The exercise » Could you print all the entries exactly?

(Collected data entries)
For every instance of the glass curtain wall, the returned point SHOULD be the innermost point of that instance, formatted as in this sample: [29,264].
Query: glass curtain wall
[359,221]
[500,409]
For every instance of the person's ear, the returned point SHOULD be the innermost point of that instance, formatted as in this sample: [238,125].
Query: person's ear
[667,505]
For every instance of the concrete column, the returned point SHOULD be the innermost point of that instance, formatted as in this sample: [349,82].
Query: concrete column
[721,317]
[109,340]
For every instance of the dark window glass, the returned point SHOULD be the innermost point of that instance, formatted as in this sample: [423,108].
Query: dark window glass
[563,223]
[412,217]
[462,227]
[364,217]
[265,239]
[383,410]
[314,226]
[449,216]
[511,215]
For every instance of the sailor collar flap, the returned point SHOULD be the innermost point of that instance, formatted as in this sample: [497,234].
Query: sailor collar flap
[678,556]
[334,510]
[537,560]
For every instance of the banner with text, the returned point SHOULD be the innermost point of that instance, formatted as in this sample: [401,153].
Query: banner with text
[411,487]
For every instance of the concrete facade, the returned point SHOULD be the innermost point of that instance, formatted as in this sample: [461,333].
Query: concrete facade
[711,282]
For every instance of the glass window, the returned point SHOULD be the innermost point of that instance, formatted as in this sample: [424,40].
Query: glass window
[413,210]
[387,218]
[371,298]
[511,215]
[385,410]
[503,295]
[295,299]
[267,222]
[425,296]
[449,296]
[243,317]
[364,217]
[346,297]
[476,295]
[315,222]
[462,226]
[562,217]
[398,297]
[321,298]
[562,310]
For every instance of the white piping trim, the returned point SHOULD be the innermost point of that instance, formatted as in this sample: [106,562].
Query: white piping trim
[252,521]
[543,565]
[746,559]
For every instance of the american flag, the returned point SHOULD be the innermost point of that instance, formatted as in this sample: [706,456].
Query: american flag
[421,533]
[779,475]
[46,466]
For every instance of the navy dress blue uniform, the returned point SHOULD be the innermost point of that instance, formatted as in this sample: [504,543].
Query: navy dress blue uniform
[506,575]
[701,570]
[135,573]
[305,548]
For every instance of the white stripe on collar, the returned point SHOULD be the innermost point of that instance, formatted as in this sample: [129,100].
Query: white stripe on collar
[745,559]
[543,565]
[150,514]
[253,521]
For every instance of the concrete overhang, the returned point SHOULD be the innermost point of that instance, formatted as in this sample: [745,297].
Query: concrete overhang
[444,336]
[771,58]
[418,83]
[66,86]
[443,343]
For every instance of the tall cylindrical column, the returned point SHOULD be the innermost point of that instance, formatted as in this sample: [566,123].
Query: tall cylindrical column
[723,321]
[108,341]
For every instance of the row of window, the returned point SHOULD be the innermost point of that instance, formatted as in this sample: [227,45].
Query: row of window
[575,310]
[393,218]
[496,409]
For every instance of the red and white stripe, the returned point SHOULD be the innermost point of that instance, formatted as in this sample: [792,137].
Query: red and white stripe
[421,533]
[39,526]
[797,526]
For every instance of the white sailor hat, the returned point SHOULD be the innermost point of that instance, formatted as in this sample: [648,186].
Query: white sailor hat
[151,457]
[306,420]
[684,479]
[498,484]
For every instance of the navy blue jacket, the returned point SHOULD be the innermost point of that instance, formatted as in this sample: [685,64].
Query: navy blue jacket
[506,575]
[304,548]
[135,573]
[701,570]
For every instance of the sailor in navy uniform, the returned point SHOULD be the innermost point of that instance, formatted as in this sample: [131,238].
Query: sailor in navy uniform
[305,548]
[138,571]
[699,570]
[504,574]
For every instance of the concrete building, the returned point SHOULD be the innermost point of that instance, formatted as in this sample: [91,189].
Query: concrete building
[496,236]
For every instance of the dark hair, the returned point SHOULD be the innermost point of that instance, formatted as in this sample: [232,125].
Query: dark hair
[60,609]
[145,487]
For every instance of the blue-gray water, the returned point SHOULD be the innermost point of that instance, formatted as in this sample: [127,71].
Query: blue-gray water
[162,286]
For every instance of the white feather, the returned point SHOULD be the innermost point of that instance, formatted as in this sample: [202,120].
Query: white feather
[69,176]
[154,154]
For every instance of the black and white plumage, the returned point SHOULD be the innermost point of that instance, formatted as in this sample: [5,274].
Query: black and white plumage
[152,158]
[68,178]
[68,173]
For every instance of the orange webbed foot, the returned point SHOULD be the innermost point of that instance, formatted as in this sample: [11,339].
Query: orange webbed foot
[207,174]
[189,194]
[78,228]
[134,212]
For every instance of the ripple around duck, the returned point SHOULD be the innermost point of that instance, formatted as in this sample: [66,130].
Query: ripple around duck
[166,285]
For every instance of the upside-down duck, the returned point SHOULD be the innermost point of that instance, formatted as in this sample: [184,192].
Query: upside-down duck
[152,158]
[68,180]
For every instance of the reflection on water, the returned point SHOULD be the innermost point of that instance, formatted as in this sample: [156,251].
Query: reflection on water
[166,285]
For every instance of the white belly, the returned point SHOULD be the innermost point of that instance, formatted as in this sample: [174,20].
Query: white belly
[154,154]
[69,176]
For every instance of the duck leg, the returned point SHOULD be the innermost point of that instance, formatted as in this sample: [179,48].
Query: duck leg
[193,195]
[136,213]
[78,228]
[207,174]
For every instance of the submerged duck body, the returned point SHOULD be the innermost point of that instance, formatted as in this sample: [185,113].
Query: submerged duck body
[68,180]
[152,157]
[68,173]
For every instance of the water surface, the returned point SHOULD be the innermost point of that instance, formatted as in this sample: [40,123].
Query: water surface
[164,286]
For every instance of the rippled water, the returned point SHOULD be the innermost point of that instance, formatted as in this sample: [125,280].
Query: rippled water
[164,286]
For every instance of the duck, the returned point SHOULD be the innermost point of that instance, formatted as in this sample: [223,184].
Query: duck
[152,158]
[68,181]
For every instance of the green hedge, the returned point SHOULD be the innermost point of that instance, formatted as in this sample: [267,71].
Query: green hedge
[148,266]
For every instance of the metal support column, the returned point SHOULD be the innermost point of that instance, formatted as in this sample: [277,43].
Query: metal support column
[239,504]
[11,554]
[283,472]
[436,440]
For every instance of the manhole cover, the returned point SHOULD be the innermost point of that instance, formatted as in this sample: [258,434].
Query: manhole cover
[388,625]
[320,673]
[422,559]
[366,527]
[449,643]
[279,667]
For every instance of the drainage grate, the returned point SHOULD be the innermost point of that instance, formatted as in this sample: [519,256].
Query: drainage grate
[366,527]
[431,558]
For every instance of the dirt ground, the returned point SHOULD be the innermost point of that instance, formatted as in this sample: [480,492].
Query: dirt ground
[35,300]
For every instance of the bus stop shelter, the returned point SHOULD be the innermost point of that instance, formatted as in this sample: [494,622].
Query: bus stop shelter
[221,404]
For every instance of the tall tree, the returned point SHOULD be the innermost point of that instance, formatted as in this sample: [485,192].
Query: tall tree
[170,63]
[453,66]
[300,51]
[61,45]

Solution to this exercise »
For every instance of the glass curtain wall, the returned point SHOULD be the innermost point of that instance, formatted as in this sample: [29,264].
Query: glass curtain wall
[359,221]
[500,409]
For every instance of the person's ear, the returned point SHOULD be the innermost point of that instance, formatted as in this sample: [238,125].
Query: person's ear
[667,505]
For every instance of the concrete column, the returned point SHOULD be the innermost point of that instance, formatted as in this sample: [349,82].
Query: concrete column
[721,317]
[109,340]
For every instance of the dark window glass, the returned point SHOULD be the innermost point of that instance, formatted as in this sample: [423,108].
Query: dark window glass
[563,223]
[412,217]
[462,227]
[364,217]
[265,239]
[383,410]
[314,226]
[449,216]
[511,215]
For every instance of the sailor collar flap, the returned point SHOULD be the innermost point of that instance, formatted as in this sample: [497,234].
Query: sailor collar flap
[678,556]
[334,510]
[537,560]
For every instance of the banner with text, the returned point SHOULD be the innermost point of that instance, formatted as in this sample: [401,153].
Query: banner with text
[411,487]
For every instance of the concrete facade, the returned point SHOULD be the innermost point of that instance, formatted as in this sample: [461,333].
Query: concrete facade
[711,282]
For every instance of the glass window, the returned point SHOULD be the innermost point of that instance, formatted as in this sample: [424,40].
Query: glass window
[413,210]
[387,218]
[371,298]
[511,215]
[385,410]
[503,295]
[295,299]
[267,222]
[425,296]
[449,296]
[243,317]
[364,217]
[346,297]
[476,295]
[315,222]
[462,226]
[562,217]
[398,297]
[321,298]
[562,310]
For every instance of the white piping trim, the returned point SHOULD be the innermost point of that instance, formatted as in this sample: [106,562].
Query: white piping trim
[252,521]
[543,565]
[746,559]
For every instance of the american flag, the returned point SHOULD be the innermost point of that instance, formatted as in this sample: [706,456].
Query: american flag
[421,533]
[779,475]
[46,466]
For every instance of the navy dress blue uniform, the returned point SHOULD be the innermost point of that instance, formatted as in this sample: [504,543].
Query: navy dress blue uniform
[506,575]
[701,570]
[135,573]
[305,548]
For every instance of the white stripe on collar, the returned point SHOULD be the innermost point of that instance, formatted as in this sample: [129,100].
Query: white stripe on collar
[745,559]
[543,565]
[150,514]
[253,521]
For every instance of the concrete overhang, the returned point SHOULD be the innermost point of that instance, formatted as in this sample: [745,297].
Query: concrete overhang
[444,336]
[771,58]
[418,83]
[66,86]
[443,343]
For every instance of the tall cylindrical column, the returned point SHOULD be the innermost point of that instance, formatted as in this sample: [566,123].
Query: tall cylindrical column
[723,321]
[108,341]
For every instance of the row of window, the returned point SHOULD be the innermost point of that instance, formatted as in this sample: [227,45].
Query: row of window
[575,310]
[393,218]
[496,409]
For every instance of the red and white stripe, the returned point SHOULD be the innermost point of that instance, formatted as in this sample: [792,137].
Query: red and white stripe
[421,533]
[39,526]
[797,526]
For every instance of the white sailor hat, the returned point SHOULD be the innermost point of that instance, formatted as in this sample: [648,186].
Query: white sailor hat
[151,457]
[306,420]
[684,479]
[498,484]
For every instance of the navy blue jacket, the returned point SHOULD be the innermost point of that instance, formatted as in this sample: [685,64].
Query: navy blue jacket
[506,575]
[304,548]
[135,573]
[701,570]
For every instance of the sailor in navy uniform, the returned point SHOULD be the innermost point of that instance, formatted as in this sample: [131,238].
Query: sailor in navy uniform
[305,548]
[138,571]
[699,570]
[504,574]
For every instance of the concrete building, the returned point SHOULD be the innermost point of that instance, formatted as in this sample: [91,189].
Query: concrete building
[496,236]
For every instance of the dark hair, the returned point SHOULD be the innermost point of that instance, formatted as in this sample: [232,125].
Query: dark hair
[60,609]
[145,487]
For every instance of the blue-gray water, the returned point SHOULD be the innermost point of that instance, formatted as in this sample: [127,71].
Query: blue-gray water
[162,286]
For every instance of the white feather, the returned point SHOULD be the innermost point of that instance, formatted as in this sample: [202,120].
Query: white feather
[69,176]
[154,154]
For every instance of the black and white plumage, the returned point SHOULD be the innermost point of that instance, formatted as in this sample: [5,274].
Query: black and white plumage
[152,158]
[68,178]
[68,173]
For every instance of the orange webbed foot, the returned point SHOULD be the innermost point of that instance, formatted as in this sample: [11,339].
Query: orange webbed foot
[207,174]
[189,194]
[78,228]
[134,212]
For every instance of the ripple around duck, the returned point SHOULD be the innermost point of that instance, formatted as in this sample: [66,130].
Query: ripple around duck
[166,285]
For every instance of the upside-down duck, the returned point SHOULD be the innermost point of that instance, formatted as in this sample: [184,192].
Query: upside-down duck
[152,158]
[68,180]
For every instance of the reflection on water, the returned point SHOULD be the innermost point of that instance, formatted as in this sample: [156,251].
Query: reflection on water
[166,285]
For every instance of the white belly, the returned point SHOULD be the innermost point of that instance, formatted as in this sample: [174,20].
Query: white belly
[154,154]
[69,176]
For every instance of the duck leg, the returned point SHOULD be the innermost point of that instance, formatted as in this sample: [179,48].
Query: duck leg
[193,195]
[136,213]
[78,228]
[207,174]
For every instance of the submerged duck body, the returned point SHOULD be the innermost point of that instance, formatted as in this sample: [185,113].
Query: submerged duck body
[68,180]
[152,157]
[68,173]
For every instance of the water surface, the returned point SHOULD be the innermost point of that instance, formatted as in this sample: [40,123].
Query: water surface
[164,286]
For every instance of the rippled water, the returned point SHOULD be the innermost point of that instance, formatted as in this sample: [125,280].
Query: rippled water
[164,286]
For every instance of the duck, the returned point SHOULD be the innermost point of that instance, formatted as in this sample: [223,184].
Query: duck
[152,158]
[68,181]
For every instance of the green hedge, the returned point SHOULD be the innermost point of that instance, formatted as in this sample: [267,71].
Query: green hedge
[148,266]
For every instance of the metal support column, the returned point SHOULD be the innermost point of that instance, formatted as in this sample: [277,43].
Query: metal support column
[239,504]
[11,554]
[283,472]
[436,440]
For every instance of the manhole cover, the returned point SHOULD be the innermost point of that instance, formatted as in this sample: [258,434].
Query: manhole cover
[388,625]
[320,673]
[422,559]
[366,527]
[449,643]
[279,667]
For every instance of the drainage grate, the returned point SHOULD be the innermost point of that instance, formatted as in this sample: [519,256].
Query: drainage grate
[366,527]
[431,558]
For every instance of the dirt ground, the returned point SHOULD be the innermost point of that instance, formatted as in this sample: [480,492].
Query: dirt ground
[35,300]
For every instance of the bus stop shelter, the returned point SHOULD be the innermost point of that instance, formatted as in this sample: [494,622].
Query: bus stop shelter
[221,404]
For every instance of the tall tree, the returned point SHOULD be the innermost point of that instance, formatted as in this sample: [485,192].
Query: tall tree
[170,63]
[453,66]
[300,51]
[61,45]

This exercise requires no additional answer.